- [作業の指示]:
以下の項目の全行を、空行を除いて、「番号」と「内容」の2列からなるMarkdownの表に入れる。「番号」列には行番号を書く。

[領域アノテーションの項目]
□ □ □ □ □
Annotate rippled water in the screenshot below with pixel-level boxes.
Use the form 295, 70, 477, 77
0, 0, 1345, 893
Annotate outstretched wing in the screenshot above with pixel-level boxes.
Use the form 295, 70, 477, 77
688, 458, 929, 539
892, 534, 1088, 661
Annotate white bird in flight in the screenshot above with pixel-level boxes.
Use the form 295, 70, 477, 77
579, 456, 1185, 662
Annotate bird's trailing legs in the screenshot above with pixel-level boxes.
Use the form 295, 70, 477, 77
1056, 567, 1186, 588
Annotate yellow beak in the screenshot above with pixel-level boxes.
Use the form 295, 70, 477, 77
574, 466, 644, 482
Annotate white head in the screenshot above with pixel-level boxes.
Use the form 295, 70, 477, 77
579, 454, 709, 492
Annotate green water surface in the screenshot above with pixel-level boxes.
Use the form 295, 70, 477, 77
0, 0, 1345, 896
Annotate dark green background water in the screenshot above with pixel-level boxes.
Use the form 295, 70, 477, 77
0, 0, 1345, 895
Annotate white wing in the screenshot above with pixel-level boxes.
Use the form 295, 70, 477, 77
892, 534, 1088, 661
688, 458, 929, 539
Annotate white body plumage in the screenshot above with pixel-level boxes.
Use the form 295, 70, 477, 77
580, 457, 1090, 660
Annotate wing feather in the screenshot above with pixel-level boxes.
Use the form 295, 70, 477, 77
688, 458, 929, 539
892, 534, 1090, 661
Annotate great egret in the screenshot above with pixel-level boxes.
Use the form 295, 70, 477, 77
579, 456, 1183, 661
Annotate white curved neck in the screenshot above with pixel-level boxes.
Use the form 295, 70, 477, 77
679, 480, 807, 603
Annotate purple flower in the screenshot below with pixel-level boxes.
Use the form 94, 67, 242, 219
□ □ □ □ □
- [作業の結果]:
| 番号 | 内容 |
|---|---|
| 1 | Annotate rippled water in the screenshot below with pixel-level boxes. |
| 2 | Use the form 295, 70, 477, 77 |
| 3 | 0, 0, 1345, 893 |
| 4 | Annotate outstretched wing in the screenshot above with pixel-level boxes. |
| 5 | Use the form 295, 70, 477, 77 |
| 6 | 688, 458, 929, 539 |
| 7 | 892, 534, 1088, 661 |
| 8 | Annotate white bird in flight in the screenshot above with pixel-level boxes. |
| 9 | Use the form 295, 70, 477, 77 |
| 10 | 579, 456, 1185, 662 |
| 11 | Annotate bird's trailing legs in the screenshot above with pixel-level boxes. |
| 12 | Use the form 295, 70, 477, 77 |
| 13 | 1056, 567, 1186, 588 |
| 14 | Annotate yellow beak in the screenshot above with pixel-level boxes. |
| 15 | Use the form 295, 70, 477, 77 |
| 16 | 574, 466, 644, 482 |
| 17 | Annotate white head in the screenshot above with pixel-level boxes. |
| 18 | Use the form 295, 70, 477, 77 |
| 19 | 579, 454, 709, 492 |
| 20 | Annotate green water surface in the screenshot above with pixel-level boxes. |
| 21 | Use the form 295, 70, 477, 77 |
| 22 | 0, 0, 1345, 896 |
| 23 | Annotate dark green background water in the screenshot above with pixel-level boxes. |
| 24 | Use the form 295, 70, 477, 77 |
| 25 | 0, 0, 1345, 895 |
| 26 | Annotate white wing in the screenshot above with pixel-level boxes. |
| 27 | Use the form 295, 70, 477, 77 |
| 28 | 892, 534, 1088, 661 |
| 29 | 688, 458, 929, 539 |
| 30 | Annotate white body plumage in the screenshot above with pixel-level boxes. |
| 31 | Use the form 295, 70, 477, 77 |
| 32 | 580, 457, 1090, 660 |
| 33 | Annotate wing feather in the screenshot above with pixel-level boxes. |
| 34 | Use the form 295, 70, 477, 77 |
| 35 | 688, 458, 929, 539 |
| 36 | 892, 534, 1090, 661 |
| 37 | Annotate great egret in the screenshot above with pixel-level boxes. |
| 38 | Use the form 295, 70, 477, 77 |
| 39 | 579, 456, 1183, 661 |
| 40 | Annotate white curved neck in the screenshot above with pixel-level boxes. |
| 41 | Use the form 295, 70, 477, 77 |
| 42 | 679, 480, 807, 603 |
| 43 | Annotate purple flower in the screenshot below with pixel-level boxes. |
| 44 | Use the form 94, 67, 242, 219 |